WHAT IS BEING ASKED
Word for word, transcribe the lines from the one containing "x=1190, y=844" through the end of the entries, both included, and nothing else.

TASK DATA
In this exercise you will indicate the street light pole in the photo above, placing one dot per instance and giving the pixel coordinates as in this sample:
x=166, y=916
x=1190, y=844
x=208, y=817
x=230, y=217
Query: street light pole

EXERCISE SOLUTION
x=1190, y=844
x=208, y=817
x=230, y=217
Query: street light pole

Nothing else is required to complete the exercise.